*Directions*: Reproduce every one of the entries below word for word, line by line, in the same order.

*Provided data*:
[BEGIN]

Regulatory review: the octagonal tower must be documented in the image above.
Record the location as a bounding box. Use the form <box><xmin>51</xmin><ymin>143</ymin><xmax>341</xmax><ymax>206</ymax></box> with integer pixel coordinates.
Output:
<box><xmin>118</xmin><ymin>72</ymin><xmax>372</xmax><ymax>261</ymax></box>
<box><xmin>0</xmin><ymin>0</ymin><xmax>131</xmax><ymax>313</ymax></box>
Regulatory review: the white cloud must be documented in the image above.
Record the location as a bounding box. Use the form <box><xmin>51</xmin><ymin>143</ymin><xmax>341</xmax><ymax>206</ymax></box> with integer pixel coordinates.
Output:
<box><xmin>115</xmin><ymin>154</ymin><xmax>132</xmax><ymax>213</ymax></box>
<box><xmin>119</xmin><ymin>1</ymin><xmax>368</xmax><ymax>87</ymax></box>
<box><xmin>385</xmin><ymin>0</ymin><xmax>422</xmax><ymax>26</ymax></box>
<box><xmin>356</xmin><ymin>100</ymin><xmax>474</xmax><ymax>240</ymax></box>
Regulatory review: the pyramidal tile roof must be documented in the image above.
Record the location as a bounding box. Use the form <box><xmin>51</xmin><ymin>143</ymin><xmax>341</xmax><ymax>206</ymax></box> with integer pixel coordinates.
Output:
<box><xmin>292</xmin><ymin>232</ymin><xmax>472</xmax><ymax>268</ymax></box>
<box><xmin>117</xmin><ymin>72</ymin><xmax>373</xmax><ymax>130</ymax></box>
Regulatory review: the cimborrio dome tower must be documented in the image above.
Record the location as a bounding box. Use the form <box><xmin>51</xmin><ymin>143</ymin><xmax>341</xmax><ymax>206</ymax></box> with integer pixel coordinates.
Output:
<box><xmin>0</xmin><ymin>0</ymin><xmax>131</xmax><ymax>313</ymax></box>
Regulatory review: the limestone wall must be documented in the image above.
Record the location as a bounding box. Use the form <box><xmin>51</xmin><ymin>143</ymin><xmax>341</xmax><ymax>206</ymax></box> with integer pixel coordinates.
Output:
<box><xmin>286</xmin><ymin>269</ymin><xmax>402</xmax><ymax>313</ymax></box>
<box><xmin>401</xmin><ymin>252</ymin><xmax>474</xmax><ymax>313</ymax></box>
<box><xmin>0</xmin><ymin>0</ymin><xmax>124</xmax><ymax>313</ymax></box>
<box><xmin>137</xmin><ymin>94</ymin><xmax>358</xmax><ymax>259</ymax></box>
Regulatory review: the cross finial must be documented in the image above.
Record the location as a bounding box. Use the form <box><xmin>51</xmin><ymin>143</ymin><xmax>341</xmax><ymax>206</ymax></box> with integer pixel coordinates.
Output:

[END]

*Correct output*:
Regulatory review: the octagonal tower must be documented in the image above.
Record the location as a bounding box. Use the form <box><xmin>51</xmin><ymin>143</ymin><xmax>341</xmax><ymax>206</ymax></box> with integer pixel coordinates.
Output:
<box><xmin>118</xmin><ymin>72</ymin><xmax>372</xmax><ymax>261</ymax></box>
<box><xmin>0</xmin><ymin>0</ymin><xmax>131</xmax><ymax>313</ymax></box>
Regulatory review: the white cloud must be documented in the image above.
Record the location as a bounding box. Use the form <box><xmin>51</xmin><ymin>143</ymin><xmax>341</xmax><ymax>206</ymax></box> with integer pixel coordinates.
Output:
<box><xmin>115</xmin><ymin>154</ymin><xmax>132</xmax><ymax>213</ymax></box>
<box><xmin>119</xmin><ymin>1</ymin><xmax>368</xmax><ymax>87</ymax></box>
<box><xmin>385</xmin><ymin>0</ymin><xmax>422</xmax><ymax>26</ymax></box>
<box><xmin>356</xmin><ymin>100</ymin><xmax>474</xmax><ymax>240</ymax></box>
Regulatory review: the pyramidal tile roof must be documented in the image above.
Record the location as a bounding box. Use the form <box><xmin>51</xmin><ymin>143</ymin><xmax>341</xmax><ymax>206</ymax></box> with integer pixel coordinates.
Output:
<box><xmin>292</xmin><ymin>232</ymin><xmax>472</xmax><ymax>268</ymax></box>
<box><xmin>117</xmin><ymin>72</ymin><xmax>373</xmax><ymax>130</ymax></box>
Regulatory review: the cimborrio dome tower must be documented in the image above.
Record the location as a bounding box. Use the form <box><xmin>51</xmin><ymin>143</ymin><xmax>341</xmax><ymax>206</ymax></box> with integer pixel coordinates.
Output:
<box><xmin>0</xmin><ymin>0</ymin><xmax>131</xmax><ymax>313</ymax></box>
Regulatory review: the limestone wall must be documented in the image above.
Record the location as a bounding box. Use the form <box><xmin>51</xmin><ymin>143</ymin><xmax>341</xmax><ymax>206</ymax></box> with integer pixel coordinates.
Output:
<box><xmin>286</xmin><ymin>269</ymin><xmax>402</xmax><ymax>313</ymax></box>
<box><xmin>401</xmin><ymin>252</ymin><xmax>474</xmax><ymax>313</ymax></box>
<box><xmin>0</xmin><ymin>0</ymin><xmax>124</xmax><ymax>313</ymax></box>
<box><xmin>137</xmin><ymin>94</ymin><xmax>358</xmax><ymax>259</ymax></box>
Regulatory review: the cross finial must be documented in the image above.
Record the location as a bounding box. Use the form <box><xmin>51</xmin><ymin>143</ymin><xmax>341</xmax><ymax>206</ymax></box> with integer pixel coordinates.
Output:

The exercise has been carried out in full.